■ **Records supplied**

....

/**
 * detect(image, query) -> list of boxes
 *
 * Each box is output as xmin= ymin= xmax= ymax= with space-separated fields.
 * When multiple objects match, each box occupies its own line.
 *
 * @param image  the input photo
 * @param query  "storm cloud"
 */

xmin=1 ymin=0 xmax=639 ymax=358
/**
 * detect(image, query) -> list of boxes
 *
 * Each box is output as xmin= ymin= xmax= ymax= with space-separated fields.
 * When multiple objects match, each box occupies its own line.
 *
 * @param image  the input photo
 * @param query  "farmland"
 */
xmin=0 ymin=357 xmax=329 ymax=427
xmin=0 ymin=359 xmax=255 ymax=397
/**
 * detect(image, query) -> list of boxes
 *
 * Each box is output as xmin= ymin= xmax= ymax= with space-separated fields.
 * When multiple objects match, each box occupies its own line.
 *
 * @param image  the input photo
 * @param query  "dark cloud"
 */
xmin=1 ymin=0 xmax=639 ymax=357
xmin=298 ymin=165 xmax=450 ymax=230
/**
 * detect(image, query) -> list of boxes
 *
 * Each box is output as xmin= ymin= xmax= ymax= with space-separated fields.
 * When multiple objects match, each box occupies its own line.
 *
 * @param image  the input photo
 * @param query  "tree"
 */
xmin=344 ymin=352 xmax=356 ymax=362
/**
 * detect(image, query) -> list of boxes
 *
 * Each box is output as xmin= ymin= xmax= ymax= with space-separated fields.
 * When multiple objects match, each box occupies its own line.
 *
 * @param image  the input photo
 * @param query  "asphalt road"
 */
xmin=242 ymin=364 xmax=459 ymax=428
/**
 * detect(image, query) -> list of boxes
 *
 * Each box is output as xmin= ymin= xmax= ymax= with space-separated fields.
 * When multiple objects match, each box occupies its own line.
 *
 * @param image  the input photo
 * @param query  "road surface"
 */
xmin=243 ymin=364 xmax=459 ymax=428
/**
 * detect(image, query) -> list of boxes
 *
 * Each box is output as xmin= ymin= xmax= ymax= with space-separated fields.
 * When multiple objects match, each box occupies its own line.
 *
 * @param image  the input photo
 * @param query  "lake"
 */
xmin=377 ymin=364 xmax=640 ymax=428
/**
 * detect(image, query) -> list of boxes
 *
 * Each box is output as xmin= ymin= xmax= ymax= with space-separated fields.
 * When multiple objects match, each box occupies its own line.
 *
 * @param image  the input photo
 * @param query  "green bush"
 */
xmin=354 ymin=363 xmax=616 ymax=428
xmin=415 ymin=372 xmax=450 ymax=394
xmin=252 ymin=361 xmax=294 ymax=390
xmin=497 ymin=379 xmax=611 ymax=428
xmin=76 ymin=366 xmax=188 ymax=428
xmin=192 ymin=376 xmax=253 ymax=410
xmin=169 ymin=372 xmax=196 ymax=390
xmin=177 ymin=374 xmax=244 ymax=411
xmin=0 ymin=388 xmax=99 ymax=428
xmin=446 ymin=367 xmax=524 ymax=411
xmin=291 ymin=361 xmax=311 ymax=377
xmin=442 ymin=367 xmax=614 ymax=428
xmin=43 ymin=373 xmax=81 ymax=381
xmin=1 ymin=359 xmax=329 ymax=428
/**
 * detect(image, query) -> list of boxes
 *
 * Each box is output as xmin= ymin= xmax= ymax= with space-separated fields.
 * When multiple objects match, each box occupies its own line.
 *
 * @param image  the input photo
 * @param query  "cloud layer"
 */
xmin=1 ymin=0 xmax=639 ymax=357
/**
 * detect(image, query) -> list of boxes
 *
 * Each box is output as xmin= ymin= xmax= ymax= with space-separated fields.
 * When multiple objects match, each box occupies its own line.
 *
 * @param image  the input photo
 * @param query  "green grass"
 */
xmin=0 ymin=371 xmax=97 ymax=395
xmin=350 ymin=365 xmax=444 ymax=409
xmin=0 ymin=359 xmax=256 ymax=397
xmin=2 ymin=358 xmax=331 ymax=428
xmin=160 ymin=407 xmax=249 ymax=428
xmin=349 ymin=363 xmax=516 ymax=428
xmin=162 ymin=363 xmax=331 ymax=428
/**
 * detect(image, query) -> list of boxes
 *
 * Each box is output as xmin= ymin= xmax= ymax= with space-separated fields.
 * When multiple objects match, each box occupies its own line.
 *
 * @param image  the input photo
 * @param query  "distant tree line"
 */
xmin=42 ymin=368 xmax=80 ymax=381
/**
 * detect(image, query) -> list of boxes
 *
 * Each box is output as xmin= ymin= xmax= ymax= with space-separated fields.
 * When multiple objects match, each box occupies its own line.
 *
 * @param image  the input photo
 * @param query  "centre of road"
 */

....

■ **What is required**
Transcribe the entire listing above.

■ **Solved exercise**
/**
 * detect(image, query) -> list of boxes
 *
 * Each box is output as xmin= ymin= xmax= ymax= with space-separated fields.
 * When multiple objects match, each box occupies its own line.
 *
 * @param image  the input photo
 * @param query  "storm cloud"
 */

xmin=1 ymin=0 xmax=639 ymax=358
/**
 * detect(image, query) -> list of boxes
 *
 * Each box is output as xmin= ymin= xmax= ymax= with space-separated fields.
 * When multiple objects match, each box occupies its own line.
 *
 * @param image  the input photo
 * @param query  "farmland"
 */
xmin=0 ymin=357 xmax=329 ymax=427
xmin=0 ymin=359 xmax=255 ymax=397
/**
 * detect(image, query) -> list of boxes
 *
 * Each box is output as xmin= ymin= xmax= ymax= with space-separated fields.
 * When multiple objects match, each box occupies its own line.
 *
 * @param image  the input photo
 * @param query  "dark cloud"
 */
xmin=1 ymin=0 xmax=639 ymax=357
xmin=298 ymin=165 xmax=450 ymax=230
/**
 * detect(image, query) -> list of boxes
 *
 * Each box is output as xmin= ymin= xmax= ymax= with space-separated fields.
 * When multiple objects match, each box occupies its own line.
 *
 * @param image  the input photo
 * @param query  "tree"
 */
xmin=344 ymin=352 xmax=356 ymax=362
/**
 * detect(image, query) -> list of boxes
 *
 * Each box is output as xmin= ymin= xmax= ymax= with space-separated fields.
 * When multiple objects match, each box occupies its own line.
 *
 * @param image  the input photo
 * @param query  "asphalt road"
 */
xmin=242 ymin=364 xmax=459 ymax=428
/**
 * detect(image, query) -> list of boxes
 *
 * Each box is output as xmin= ymin= xmax= ymax= with space-separated fields.
 * When multiple objects match, each box occupies its own line.
 *
 * @param image  the input photo
 * @param query  "road surface"
 */
xmin=243 ymin=364 xmax=459 ymax=428
/**
 * detect(image, query) -> list of boxes
 *
 * Each box is output as xmin= ymin= xmax= ymax= with space-separated fields.
 * When multiple objects match, each box occupies its own line.
 *
 * @param image  the input photo
 * @param query  "lake"
 */
xmin=377 ymin=364 xmax=640 ymax=428
/**
 * detect(image, query) -> list of boxes
 *
 * Each box is output as xmin= ymin= xmax= ymax= with space-separated fields.
 * When multiple objects match, each box occupies its own line.
 *
 * @param image  the input photo
 * @param query  "green bush"
 */
xmin=354 ymin=363 xmax=616 ymax=428
xmin=415 ymin=372 xmax=450 ymax=394
xmin=252 ymin=361 xmax=294 ymax=390
xmin=497 ymin=379 xmax=611 ymax=428
xmin=76 ymin=366 xmax=188 ymax=428
xmin=192 ymin=376 xmax=253 ymax=410
xmin=169 ymin=372 xmax=196 ymax=390
xmin=177 ymin=374 xmax=244 ymax=411
xmin=0 ymin=388 xmax=99 ymax=428
xmin=446 ymin=367 xmax=524 ymax=411
xmin=291 ymin=361 xmax=311 ymax=377
xmin=442 ymin=367 xmax=614 ymax=428
xmin=43 ymin=373 xmax=81 ymax=381
xmin=1 ymin=359 xmax=329 ymax=428
/**
 * detect(image, query) -> list of boxes
 *
 * Each box is output as xmin= ymin= xmax= ymax= with space-separated fields.
 * When multiple objects match, each box occupies its own line.
 *
 * @param image  the input photo
 * @param query  "cloud layer"
 */
xmin=1 ymin=0 xmax=639 ymax=357
/**
 * detect(image, query) -> list of boxes
 *
 * Each box is output as xmin= ymin= xmax= ymax= with space-separated fields.
 * When multiple objects match, each box occupies its own line.
 *
 * @param image  the input photo
 * @param query  "green grass"
 */
xmin=0 ymin=371 xmax=97 ymax=395
xmin=350 ymin=365 xmax=444 ymax=409
xmin=0 ymin=359 xmax=256 ymax=397
xmin=2 ymin=358 xmax=331 ymax=428
xmin=160 ymin=407 xmax=249 ymax=428
xmin=349 ymin=363 xmax=516 ymax=428
xmin=162 ymin=363 xmax=331 ymax=428
/**
 * detect(image, query) -> list of boxes
 *
 * Each box is output as xmin= ymin= xmax= ymax= with space-separated fields.
 * When multiple objects match, each box occupies its own line.
 *
 * @param image  the input photo
 * @param query  "distant tree line"
 */
xmin=42 ymin=368 xmax=80 ymax=381
/**
 * detect(image, query) -> list of boxes
 *
 * Each box is output as xmin= ymin= xmax= ymax= with space-separated fields.
 * When multiple objects match, each box occupies its own line.
 *
 * @param image  the input photo
 * @param query  "centre of road"
 */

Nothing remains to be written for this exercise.